## Records shown
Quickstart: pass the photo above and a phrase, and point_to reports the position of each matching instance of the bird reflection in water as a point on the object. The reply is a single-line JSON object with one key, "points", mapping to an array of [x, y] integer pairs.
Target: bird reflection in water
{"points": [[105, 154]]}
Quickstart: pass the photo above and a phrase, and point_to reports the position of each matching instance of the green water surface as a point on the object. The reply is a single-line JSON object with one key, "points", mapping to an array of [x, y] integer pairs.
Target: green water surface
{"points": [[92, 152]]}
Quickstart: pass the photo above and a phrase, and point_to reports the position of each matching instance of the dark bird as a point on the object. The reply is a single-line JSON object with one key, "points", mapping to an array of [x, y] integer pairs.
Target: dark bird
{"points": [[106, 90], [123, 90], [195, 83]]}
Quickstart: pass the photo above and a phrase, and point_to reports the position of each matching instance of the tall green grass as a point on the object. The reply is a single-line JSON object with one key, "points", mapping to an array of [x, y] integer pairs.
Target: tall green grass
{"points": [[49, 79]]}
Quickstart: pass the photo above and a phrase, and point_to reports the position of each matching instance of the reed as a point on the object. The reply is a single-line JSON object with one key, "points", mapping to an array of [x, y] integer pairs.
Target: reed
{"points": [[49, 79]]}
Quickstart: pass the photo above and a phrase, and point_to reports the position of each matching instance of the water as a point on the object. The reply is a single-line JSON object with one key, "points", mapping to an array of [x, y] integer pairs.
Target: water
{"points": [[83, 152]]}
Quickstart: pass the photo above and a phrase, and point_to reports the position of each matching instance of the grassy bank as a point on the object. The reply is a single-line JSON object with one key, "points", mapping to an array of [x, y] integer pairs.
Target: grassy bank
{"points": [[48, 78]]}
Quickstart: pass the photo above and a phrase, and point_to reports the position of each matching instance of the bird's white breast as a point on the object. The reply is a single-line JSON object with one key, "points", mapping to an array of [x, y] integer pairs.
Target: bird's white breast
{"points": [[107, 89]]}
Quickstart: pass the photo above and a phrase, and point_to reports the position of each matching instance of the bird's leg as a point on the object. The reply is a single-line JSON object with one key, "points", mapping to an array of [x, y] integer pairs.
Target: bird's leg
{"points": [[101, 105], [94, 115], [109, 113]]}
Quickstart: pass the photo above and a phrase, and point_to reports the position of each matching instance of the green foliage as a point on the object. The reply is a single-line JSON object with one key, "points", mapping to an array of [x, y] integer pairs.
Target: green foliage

## What to produce
Put the lines from the one containing "the bird's leg" through the end of the entries into a JSON list of strings, one string per line, with blank lines left out.

## Output
[
  "Quickstart: pass the photo above and a phrase, and point_to reports the position of each matching instance of the bird's leg as a point on the object. The reply is a single-line JSON object with one key, \"points\", mapping to an array of [x, y] integer pairs.",
  "Target: bird's leg",
  "{\"points\": [[101, 105], [94, 115], [109, 113]]}",
  "Quickstart: pass the photo above and a phrase, and point_to reports the position of each matching instance of the green foliage as a point on the object. The reply is a single-line JSON object with one key, \"points\", mapping to an array of [x, y] integer pairs.",
  "Target: green foliage"
]